• SOURCE DOCUMENT:
......

Operations, Supply Chain & Logistics job market report cover, San Antonio-New Braunfels, TX, 2026-06

Is Operations, Supply Chain & Logistics a Good Job Market in San Antonio-New Braunfels, TX?

Produced by Callings.ai on July 10, 2026

Executive Verdict

Market rating: balanced | Confidence: High

This is a workable but selective market. San Antonio-New Braunfels had a 4.1% unemployment rate in May 2026, slightly below Texas at 4.3%, and metro nonfarm employment stood at 1,195,500 jobs.[9][10][11] Local hiring volume is real, with more than 1,800 postings across more than 650 companies over the last 90 days, but the mix leans heavily toward on-site roles in retail, food & beverage, logistics, manufacturing, and transportation rather than remote corporate operations work.[12][2][3] Statewide direction is still supportive for this field: Revelio Public Labor Statistics shows Texas operations, supply chain & logistics employment up 1.5% year-over-year and active postings up 10.0% year-over-year in June 2026.[13][14]

Best positioned: Candidates with on-site availability and proven skills in inventory management, safety, forklift work, routing, warehousing, or execution-focused operations have the best odds, especially with enterprise employers in retail and distribution-heavy sectors.[1][7][3][2]

Main caution: The biggest mistake is assuming operations means remote analyst work; about 95% of sampled local openings are on-site, and national evidence says entry-level white-collar hiring has tightened.[2][15]

What Changed Recently

What This Means for You

Entry-Level Candidates

Difficulty: Moderate for hands-on, on-site roles; harder for office-based analyst or planner starts.

......

• RECORD SET:
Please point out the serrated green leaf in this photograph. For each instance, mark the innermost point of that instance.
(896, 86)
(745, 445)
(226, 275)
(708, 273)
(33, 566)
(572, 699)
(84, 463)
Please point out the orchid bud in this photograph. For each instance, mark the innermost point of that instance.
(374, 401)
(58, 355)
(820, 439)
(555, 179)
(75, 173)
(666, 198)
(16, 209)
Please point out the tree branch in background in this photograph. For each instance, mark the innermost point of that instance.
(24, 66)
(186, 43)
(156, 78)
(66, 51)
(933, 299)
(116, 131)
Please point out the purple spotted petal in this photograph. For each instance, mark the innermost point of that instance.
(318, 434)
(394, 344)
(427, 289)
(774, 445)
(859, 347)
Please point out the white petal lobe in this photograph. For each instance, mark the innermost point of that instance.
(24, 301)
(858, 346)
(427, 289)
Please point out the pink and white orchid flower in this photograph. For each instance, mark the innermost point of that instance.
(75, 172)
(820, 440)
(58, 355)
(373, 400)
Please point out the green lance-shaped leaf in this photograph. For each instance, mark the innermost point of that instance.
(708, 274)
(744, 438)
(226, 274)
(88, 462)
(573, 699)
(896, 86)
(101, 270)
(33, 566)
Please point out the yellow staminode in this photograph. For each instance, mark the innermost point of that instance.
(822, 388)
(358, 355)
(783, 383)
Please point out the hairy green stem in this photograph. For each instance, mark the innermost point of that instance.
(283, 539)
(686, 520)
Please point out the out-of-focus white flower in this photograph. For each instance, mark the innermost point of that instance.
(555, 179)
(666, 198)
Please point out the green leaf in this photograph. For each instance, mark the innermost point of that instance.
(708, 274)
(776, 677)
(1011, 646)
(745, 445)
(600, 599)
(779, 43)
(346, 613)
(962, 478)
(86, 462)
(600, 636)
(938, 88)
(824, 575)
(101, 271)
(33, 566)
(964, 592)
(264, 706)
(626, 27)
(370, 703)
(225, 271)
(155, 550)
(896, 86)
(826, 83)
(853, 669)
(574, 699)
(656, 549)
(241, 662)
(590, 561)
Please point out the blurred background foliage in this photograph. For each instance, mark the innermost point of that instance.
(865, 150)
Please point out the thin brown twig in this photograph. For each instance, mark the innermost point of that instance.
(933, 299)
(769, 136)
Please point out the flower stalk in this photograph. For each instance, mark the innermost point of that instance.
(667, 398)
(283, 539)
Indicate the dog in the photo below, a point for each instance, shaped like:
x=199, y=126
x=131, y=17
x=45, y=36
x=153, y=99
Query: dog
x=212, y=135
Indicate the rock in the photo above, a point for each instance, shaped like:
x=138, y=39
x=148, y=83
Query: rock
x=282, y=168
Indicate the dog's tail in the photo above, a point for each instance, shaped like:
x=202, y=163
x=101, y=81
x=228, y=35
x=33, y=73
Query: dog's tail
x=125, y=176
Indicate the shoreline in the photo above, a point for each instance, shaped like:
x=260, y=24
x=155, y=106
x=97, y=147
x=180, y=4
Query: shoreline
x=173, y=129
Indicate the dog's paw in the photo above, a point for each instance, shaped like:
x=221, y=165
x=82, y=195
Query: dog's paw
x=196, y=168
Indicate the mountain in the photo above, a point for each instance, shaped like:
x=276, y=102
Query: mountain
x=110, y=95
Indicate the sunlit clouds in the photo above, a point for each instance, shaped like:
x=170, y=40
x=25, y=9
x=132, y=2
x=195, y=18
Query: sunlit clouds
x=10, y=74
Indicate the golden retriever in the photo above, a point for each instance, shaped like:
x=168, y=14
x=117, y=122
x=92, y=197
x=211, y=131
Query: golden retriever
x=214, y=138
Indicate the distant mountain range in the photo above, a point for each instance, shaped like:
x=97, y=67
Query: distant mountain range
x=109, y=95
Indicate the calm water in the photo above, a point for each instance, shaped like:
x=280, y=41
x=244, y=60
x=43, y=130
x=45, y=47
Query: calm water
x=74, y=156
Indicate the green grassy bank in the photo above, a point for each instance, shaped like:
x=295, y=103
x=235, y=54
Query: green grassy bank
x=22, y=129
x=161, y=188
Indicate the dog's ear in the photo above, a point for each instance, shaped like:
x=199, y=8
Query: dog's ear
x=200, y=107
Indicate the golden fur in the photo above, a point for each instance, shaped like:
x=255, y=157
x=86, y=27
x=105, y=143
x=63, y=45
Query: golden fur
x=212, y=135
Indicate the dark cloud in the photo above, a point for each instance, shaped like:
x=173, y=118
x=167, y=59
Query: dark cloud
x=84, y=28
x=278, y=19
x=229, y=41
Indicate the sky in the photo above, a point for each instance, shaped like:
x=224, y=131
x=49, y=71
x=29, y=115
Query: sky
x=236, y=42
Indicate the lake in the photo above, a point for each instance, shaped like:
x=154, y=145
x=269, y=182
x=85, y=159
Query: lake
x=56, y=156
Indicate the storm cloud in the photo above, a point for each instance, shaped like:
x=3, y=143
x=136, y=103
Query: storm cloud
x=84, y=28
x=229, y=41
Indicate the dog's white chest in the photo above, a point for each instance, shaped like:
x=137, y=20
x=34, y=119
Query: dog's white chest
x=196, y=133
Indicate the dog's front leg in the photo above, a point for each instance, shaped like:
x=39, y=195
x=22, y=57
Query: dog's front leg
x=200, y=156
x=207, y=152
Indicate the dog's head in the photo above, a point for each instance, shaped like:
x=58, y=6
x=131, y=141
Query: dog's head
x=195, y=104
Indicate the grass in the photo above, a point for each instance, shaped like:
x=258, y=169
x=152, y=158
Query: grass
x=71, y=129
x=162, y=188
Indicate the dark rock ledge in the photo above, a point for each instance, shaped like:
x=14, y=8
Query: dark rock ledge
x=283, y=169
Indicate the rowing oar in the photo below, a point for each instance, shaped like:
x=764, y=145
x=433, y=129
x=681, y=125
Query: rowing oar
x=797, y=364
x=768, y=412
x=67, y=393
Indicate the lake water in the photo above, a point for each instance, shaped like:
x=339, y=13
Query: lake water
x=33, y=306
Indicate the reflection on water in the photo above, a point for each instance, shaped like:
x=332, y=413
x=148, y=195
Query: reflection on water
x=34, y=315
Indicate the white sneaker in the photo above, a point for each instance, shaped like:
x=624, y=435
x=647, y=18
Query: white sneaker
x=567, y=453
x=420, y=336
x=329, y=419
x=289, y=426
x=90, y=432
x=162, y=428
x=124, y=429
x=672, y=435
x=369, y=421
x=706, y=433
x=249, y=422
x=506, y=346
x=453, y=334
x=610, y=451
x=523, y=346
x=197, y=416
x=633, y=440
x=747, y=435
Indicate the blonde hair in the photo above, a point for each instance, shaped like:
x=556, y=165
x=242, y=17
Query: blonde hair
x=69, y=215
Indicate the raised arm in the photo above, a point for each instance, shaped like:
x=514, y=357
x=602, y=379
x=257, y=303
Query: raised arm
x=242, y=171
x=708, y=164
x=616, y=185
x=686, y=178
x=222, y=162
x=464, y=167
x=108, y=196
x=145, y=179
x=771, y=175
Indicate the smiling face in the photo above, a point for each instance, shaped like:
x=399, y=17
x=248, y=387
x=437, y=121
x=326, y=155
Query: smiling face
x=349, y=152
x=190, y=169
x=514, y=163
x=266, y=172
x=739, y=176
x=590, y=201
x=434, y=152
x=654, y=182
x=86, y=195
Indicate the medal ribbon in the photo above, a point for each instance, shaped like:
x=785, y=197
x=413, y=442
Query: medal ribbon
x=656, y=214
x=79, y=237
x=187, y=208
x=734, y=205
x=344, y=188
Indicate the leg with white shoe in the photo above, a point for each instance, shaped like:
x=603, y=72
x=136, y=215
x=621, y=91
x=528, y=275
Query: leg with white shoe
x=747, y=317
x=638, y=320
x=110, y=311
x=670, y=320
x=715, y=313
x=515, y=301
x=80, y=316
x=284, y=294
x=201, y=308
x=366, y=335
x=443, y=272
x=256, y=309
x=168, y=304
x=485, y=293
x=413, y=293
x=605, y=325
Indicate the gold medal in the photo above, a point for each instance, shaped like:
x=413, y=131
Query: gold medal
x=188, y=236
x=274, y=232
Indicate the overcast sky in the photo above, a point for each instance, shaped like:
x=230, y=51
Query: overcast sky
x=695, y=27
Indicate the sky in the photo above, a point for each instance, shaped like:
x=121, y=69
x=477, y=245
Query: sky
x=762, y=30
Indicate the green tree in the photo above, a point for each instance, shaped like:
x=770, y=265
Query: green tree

......

• JOBS:
A) Condense the paragraph of the job market report beginning "This is a workable but selective market" into a bulleted list that keeps its main facts.
B) Tally the lines of the listing that contain the string "reflection", and reply with that number alone.
The job market report and the listing are unrelated, separate pieces of material.

• LIST OF SOLUTIONS:
A)
- Overall: a workable but selective market.
- Unemployment in May 2026: 4.1% in San Antonio-New Braunfels, slightly below 4.3% for Texas.
- Metro nonfarm employment: 1,195,500 jobs.
- Hiring over the last 90 days: more than 1,800 postings across more than 650 companies.
- Job mix: mostly on-site roles in retail, food & beverage, logistics, manufacturing, and transportation rather than remote corporate operations work.
- Texas trend in June 2026 (Revelio Public Labor Statistics): operations, supply chain & logistics employment up 1.5% year-over-year and active postings up 10.0% year-over-year.

B) 2